> **Extrait du texte**:
* * *

Dossier : IMM-5266-09

Référence : 2010 CF 677

[TRADUCTION FRANÇAISE CERTIFIÉE, NON RÉVISÉE]

Toronto (Ontario), le 22 juin 2010

En présence de monsieur le juge Beaudry

 

 

ENTRE :

FELIX ANTONIO OSEGUEDA GARCIA

demandeur

 

 

et

 

 

LE MINISTRE DE LA CITOYENNETÉ

ET DE L’IMMIGRATION

défendeur

 

MOTIFS DU JUGEMENT ET JUGEMENT

 

[1]               Il s’agit d’une demande de contrôle judiciaire, présentée en vertu du paragraphe 72(1) de la Loi sur l’immigration et la protection des réfugiés, L.C. 2001, ch. 27 (la Loi), d’une décision rendue par une agente d’examen des risques avant renvoi (l’agente), dans laquelle l’agente a rejeté la demande de résidence permanente fondée sur des motifs d’ordre humanitaire présentée par M. Felix Antonio Osegueda Garcia.

 

[2]               La demande de contrôle judiciaire sera accueillie pour les motifs qui suivent.

 

[3]               Le demandeur, M. Felix Antonio Osegueda Garcia, est citoyen du Salvador et est arrivé au Canada à titre de résident permanent en 1989 à l’âge de 16 ans. Il est allé à l’école secondaire, mais il a abandonné après trois ans.

* * *

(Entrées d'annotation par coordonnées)

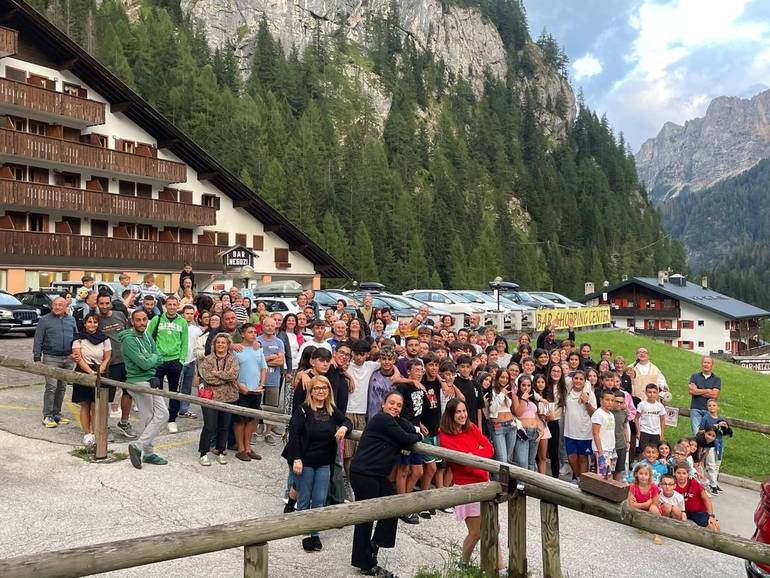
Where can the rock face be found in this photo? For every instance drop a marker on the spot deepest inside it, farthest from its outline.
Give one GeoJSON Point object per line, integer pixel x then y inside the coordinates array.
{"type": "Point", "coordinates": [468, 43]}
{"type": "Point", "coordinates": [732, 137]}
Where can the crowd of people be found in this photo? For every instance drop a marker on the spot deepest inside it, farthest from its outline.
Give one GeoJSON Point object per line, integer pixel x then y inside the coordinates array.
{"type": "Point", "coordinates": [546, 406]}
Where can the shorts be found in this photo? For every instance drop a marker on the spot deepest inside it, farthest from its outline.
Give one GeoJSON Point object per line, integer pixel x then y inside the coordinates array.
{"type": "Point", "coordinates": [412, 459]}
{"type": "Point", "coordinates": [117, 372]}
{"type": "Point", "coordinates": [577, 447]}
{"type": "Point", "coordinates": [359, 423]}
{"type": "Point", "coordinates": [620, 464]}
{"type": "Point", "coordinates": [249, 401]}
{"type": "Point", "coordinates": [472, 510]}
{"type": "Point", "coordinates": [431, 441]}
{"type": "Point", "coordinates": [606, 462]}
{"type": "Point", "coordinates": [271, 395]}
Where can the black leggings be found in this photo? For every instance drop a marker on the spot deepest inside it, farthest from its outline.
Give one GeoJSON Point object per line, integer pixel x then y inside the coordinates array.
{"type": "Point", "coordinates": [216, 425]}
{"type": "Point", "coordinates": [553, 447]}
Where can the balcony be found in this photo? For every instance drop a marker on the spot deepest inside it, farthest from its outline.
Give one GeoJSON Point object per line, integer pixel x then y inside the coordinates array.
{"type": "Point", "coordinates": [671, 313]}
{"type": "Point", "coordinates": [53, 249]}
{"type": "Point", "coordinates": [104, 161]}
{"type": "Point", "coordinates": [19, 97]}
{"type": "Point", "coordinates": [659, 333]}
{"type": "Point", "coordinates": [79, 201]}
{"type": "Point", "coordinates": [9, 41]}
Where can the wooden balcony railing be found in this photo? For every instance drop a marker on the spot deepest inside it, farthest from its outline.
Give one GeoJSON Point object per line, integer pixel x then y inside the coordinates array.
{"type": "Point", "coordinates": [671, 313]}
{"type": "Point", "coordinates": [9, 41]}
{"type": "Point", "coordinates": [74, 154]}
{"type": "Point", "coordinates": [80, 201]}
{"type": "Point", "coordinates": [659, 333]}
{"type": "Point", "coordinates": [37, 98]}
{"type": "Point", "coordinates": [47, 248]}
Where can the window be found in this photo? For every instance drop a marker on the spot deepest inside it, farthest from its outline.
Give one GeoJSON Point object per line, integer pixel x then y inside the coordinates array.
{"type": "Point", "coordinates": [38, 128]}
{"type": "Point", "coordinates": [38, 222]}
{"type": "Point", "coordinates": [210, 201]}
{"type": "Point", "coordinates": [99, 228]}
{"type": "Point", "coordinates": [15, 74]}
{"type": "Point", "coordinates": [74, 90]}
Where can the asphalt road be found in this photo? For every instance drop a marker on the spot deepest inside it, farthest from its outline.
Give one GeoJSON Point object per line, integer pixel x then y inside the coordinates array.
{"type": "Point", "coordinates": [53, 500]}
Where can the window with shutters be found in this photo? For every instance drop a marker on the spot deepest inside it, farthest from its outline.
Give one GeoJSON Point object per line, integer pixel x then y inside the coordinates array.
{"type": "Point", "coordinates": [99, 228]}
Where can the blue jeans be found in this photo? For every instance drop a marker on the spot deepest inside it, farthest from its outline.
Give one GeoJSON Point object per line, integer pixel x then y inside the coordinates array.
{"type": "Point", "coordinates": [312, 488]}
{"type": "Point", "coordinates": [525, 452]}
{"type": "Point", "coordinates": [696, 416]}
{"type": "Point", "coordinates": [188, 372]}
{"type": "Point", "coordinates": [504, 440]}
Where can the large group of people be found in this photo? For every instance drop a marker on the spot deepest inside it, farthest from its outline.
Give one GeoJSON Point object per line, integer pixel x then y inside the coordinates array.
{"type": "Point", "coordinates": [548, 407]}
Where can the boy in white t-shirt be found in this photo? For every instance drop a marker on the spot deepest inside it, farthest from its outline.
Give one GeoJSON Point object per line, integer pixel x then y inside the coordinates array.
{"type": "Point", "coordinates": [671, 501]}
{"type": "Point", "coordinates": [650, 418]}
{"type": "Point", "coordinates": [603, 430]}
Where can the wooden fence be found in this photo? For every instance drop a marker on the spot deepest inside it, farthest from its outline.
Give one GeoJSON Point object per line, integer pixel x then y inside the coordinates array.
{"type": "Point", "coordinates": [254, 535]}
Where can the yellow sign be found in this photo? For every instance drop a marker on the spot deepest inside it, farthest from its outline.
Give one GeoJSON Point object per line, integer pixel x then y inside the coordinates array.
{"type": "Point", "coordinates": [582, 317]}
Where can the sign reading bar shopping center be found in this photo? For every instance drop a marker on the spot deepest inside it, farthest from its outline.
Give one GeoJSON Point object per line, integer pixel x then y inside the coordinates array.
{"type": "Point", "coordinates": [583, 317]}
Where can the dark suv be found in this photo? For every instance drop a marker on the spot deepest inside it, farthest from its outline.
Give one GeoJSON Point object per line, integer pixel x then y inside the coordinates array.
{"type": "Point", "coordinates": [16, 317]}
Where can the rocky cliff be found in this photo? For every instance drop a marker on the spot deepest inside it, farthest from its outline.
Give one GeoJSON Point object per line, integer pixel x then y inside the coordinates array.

* * *

> **Travail à faire**:
1. Réponds aux questions suivantes sur l'extrait de jugement.
(a) Quels lieu et date figurent en tête de l'extrait ?
(b) En vertu de quel paragraphe de la Loi la demande de contrôle judiciaire est-elle présentée ?
(c) En quelle année et à quel âge le demandeur est-il arrivé au Canada ?
2. Mets sous forme de tableau Markdown les lignes des enregistrements allant de celle qui contient « Where can the dark » jusqu'à la fin des enregistrements, les deux bornes comprises. Utilise une colonne « N° » pour le numéro de rang et une colonne « Ligne » pour le texte, en omettant les lignes vides.

> **Réponses par tâche**:
1.
(a) Toronto (Ontario), le 22 juin 2010.
(b) En vertu du paragraphe 72(1).
(c) En 1989, à l'âge de 16 ans.

2.
| N° | Ligne |
|---|---|
| 1 | Where can the dark suv be found in this photo? For every instance drop a marker on the spot deepest inside it, farthest from its outline. |
| 2 | Give one GeoJSON Point object per line, integer pixel x then y inside the coordinates array. |
| 3 | {"type": "Point", "coordinates": [16, 317]} |
| 4 | Where can the rocky cliff be found in this photo? For every instance drop a marker on the spot deepest inside it, farthest from its outline. |
| 5 | Give one GeoJSON Point object per line, integer pixel x then y inside the coordinates array. |